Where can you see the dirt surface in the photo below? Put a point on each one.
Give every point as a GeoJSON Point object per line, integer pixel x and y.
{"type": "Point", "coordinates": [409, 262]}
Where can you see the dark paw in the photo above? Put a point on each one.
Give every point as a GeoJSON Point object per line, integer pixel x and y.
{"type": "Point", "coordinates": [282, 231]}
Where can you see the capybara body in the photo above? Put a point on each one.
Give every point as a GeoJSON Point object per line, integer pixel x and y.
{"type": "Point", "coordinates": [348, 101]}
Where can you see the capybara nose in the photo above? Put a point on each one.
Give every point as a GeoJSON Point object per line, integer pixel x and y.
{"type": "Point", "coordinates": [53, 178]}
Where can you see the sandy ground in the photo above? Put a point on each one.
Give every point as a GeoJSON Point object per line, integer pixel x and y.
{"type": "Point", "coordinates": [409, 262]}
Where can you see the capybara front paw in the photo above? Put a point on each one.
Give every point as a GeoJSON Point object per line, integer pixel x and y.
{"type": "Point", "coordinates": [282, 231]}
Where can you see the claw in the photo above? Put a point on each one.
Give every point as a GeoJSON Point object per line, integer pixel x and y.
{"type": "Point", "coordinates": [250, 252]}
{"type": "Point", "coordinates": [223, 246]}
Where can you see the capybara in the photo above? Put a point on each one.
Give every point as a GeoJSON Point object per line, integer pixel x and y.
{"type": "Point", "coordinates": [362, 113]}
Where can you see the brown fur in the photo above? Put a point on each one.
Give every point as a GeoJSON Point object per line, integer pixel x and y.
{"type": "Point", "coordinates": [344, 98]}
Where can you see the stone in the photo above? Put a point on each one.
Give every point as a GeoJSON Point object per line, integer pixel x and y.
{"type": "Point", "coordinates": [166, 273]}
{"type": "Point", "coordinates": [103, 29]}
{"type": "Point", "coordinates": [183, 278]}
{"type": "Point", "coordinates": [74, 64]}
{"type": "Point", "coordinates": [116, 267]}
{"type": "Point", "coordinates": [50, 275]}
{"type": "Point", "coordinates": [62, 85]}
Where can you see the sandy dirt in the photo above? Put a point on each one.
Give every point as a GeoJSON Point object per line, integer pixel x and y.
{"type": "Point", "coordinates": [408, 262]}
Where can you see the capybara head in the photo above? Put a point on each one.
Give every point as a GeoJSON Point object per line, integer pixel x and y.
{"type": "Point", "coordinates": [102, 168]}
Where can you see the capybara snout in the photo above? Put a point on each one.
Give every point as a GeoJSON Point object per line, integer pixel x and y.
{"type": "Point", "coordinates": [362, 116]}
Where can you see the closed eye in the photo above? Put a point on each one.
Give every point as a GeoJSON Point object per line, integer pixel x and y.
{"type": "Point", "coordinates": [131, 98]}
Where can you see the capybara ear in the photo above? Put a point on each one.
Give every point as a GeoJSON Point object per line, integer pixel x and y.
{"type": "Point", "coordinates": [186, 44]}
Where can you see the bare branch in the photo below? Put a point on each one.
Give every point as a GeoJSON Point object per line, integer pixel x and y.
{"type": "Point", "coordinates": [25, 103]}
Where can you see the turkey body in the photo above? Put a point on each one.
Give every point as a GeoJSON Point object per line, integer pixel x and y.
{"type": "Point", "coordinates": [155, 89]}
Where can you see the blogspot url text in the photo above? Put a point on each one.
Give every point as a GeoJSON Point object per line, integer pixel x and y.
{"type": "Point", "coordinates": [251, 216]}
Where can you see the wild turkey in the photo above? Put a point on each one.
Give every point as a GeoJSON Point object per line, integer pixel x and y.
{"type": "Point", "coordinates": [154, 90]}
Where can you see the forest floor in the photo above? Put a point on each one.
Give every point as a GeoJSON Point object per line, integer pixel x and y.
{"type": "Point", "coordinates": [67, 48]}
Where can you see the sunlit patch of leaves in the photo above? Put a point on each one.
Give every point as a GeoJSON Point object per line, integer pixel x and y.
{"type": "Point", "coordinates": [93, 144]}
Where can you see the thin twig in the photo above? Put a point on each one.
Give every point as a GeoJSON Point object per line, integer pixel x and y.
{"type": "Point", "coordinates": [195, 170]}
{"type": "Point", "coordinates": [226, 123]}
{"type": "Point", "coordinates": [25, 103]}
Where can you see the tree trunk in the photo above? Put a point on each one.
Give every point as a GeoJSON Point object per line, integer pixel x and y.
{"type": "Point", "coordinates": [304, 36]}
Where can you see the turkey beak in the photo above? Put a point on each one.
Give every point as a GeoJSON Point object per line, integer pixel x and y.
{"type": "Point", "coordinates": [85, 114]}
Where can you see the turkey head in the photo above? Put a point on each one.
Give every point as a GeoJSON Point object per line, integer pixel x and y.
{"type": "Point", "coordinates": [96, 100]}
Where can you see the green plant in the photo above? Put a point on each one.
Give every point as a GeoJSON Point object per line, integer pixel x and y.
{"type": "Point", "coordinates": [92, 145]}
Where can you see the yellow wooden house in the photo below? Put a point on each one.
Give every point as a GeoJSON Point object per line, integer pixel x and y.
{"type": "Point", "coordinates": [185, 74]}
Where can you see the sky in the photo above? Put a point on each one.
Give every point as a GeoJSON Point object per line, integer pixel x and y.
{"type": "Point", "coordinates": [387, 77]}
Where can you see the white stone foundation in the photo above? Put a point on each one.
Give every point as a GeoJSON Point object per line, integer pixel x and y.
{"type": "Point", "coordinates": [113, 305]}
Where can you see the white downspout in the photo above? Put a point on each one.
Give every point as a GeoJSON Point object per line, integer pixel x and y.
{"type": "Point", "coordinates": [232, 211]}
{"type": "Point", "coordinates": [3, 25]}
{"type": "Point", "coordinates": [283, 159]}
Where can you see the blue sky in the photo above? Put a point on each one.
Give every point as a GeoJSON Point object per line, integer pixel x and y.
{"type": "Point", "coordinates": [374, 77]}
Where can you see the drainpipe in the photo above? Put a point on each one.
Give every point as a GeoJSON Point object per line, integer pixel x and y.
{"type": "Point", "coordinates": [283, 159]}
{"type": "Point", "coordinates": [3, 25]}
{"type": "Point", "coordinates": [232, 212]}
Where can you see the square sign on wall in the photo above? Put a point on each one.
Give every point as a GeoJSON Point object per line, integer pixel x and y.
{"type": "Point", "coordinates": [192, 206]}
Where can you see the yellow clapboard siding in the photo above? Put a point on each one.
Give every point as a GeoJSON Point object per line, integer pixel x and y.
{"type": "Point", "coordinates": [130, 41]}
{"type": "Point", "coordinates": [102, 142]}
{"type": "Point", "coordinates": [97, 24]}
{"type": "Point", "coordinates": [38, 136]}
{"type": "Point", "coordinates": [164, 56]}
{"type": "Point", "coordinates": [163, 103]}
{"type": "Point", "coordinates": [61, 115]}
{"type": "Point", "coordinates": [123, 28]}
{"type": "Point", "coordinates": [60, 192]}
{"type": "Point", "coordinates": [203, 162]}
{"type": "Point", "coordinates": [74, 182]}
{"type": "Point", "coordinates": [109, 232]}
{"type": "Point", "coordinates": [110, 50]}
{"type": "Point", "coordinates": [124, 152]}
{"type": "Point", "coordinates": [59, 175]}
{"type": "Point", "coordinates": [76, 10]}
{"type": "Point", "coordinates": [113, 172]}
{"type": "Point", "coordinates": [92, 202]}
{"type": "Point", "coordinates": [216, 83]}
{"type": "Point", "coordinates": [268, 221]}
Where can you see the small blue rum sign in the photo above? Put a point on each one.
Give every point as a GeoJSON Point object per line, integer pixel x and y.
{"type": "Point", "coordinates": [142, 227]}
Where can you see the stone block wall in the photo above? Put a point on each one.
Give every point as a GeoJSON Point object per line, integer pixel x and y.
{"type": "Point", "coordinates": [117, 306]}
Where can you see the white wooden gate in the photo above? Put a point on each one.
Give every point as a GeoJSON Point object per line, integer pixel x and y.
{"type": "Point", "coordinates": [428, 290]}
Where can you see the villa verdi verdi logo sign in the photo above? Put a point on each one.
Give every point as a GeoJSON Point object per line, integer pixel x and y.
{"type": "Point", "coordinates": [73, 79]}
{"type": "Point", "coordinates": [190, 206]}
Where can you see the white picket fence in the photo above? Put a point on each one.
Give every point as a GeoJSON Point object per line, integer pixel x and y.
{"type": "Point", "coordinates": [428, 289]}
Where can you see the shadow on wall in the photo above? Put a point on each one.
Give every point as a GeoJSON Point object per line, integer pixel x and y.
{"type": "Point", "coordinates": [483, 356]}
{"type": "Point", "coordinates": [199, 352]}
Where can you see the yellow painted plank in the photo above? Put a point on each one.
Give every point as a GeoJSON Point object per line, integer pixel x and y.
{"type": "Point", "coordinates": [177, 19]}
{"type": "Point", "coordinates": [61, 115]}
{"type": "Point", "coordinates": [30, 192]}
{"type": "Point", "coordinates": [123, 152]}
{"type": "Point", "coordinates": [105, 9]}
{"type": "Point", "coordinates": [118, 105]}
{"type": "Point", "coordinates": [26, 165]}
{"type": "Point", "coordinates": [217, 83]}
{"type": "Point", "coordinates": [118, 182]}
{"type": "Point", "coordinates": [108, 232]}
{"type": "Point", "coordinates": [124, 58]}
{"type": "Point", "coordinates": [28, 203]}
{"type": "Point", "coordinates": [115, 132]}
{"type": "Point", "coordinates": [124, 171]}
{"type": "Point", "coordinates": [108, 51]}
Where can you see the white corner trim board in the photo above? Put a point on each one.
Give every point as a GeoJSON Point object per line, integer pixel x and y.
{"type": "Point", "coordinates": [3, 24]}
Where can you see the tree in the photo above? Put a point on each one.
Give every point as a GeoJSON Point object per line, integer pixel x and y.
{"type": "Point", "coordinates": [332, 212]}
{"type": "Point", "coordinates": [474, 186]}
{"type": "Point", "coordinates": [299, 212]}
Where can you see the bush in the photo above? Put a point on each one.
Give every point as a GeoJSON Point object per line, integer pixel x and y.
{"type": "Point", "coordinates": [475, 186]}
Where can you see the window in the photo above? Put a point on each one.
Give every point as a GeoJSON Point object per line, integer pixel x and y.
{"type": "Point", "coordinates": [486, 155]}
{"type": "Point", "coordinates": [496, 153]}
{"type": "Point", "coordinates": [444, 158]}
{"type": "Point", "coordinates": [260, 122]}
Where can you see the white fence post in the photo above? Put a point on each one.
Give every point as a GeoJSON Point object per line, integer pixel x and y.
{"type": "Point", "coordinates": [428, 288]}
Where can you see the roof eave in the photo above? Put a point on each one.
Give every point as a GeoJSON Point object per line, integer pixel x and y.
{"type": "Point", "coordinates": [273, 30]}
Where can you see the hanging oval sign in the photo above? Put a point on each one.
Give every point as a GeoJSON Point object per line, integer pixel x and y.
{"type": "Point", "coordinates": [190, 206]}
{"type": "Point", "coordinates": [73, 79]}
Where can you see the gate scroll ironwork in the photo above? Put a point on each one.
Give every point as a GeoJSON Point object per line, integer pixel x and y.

· · · ·

** Work to complete **
From the line containing "Where can you see the bush" down to the final line of the data, write out every line exactly; both the first and last of these belong in your answer, and nothing else does.

** Answer below **
Where can you see the bush in the photo above? Put a point on each one.
Give every point as a GeoJSON Point object per line, integer pixel x and y.
{"type": "Point", "coordinates": [475, 186]}
Where can you see the window in the photo above? Put a point on each one.
Give every point as a GeoJSON Point object per line, integer pixel x and y.
{"type": "Point", "coordinates": [486, 155]}
{"type": "Point", "coordinates": [496, 153]}
{"type": "Point", "coordinates": [444, 158]}
{"type": "Point", "coordinates": [260, 122]}
Where can you see the white fence post in the photo above? Put a point on each one.
Give every point as a GeoJSON Point object per line, integer pixel x and y.
{"type": "Point", "coordinates": [428, 288]}
Where can you see the roof eave in the photo above? Put a point on each one.
Give every point as a GeoJSON Point object per line, integer pixel x and y.
{"type": "Point", "coordinates": [273, 30]}
Where can you see the hanging oval sign in the photo above? Put a point on each one.
Give every point as a GeoJSON Point object per line, integer pixel x and y.
{"type": "Point", "coordinates": [190, 206]}
{"type": "Point", "coordinates": [73, 79]}
Where can you see the gate scroll ironwork in the photo above? Put a point on each one.
Give every point as a GeoJSON Point object per line, integer pixel x and y.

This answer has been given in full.